··· Material supplied

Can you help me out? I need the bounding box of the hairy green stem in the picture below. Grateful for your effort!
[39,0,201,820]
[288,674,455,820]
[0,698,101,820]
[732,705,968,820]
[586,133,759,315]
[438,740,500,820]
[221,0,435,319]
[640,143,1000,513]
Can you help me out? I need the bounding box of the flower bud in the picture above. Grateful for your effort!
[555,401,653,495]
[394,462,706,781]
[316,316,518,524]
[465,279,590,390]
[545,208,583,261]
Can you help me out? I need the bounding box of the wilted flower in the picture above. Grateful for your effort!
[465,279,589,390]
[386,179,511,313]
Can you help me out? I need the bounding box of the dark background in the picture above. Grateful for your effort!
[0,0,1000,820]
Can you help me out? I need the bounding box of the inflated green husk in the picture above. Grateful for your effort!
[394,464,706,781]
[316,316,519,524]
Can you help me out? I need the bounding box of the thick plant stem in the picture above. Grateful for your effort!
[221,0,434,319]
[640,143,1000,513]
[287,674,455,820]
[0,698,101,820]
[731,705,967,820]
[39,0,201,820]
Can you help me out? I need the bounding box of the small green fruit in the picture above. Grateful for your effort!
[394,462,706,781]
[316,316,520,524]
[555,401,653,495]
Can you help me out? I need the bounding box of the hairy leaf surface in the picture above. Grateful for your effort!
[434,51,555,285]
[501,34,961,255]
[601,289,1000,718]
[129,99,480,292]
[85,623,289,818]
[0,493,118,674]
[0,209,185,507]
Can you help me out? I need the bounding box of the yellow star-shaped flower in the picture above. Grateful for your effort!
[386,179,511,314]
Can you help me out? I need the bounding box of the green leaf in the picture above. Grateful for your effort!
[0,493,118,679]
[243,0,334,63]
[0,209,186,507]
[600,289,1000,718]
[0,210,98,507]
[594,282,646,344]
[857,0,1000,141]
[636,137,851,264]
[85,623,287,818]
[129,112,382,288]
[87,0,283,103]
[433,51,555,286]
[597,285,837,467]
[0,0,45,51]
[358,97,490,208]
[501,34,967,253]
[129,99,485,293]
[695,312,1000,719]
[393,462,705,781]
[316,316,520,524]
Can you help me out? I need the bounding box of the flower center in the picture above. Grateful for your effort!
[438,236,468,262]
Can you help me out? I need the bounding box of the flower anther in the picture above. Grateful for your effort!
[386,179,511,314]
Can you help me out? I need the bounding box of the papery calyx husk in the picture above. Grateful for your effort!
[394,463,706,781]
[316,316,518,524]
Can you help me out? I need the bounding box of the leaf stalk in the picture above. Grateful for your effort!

······

Please rewrite the items from the line with "of the small" up to and including the line with "[0,209,185,507]", requests included. Scale every bounding-box coordinate in the answers by 1.25, rounding to whole numbers with halves going up.

Can you help me out? I need the bounding box of the small green fruit in the picture above. Grateful for your effort!
[493,578,883,976]
[395,395,650,655]
[694,501,816,619]
Can you help me out? I need the bounding box of the hairy leaf surface in the picture above. Grateful for your effort!
[543,64,694,356]
[626,43,1201,319]
[751,361,1250,898]
[161,124,600,365]
[106,779,361,1023]
[0,616,148,843]
[0,261,231,634]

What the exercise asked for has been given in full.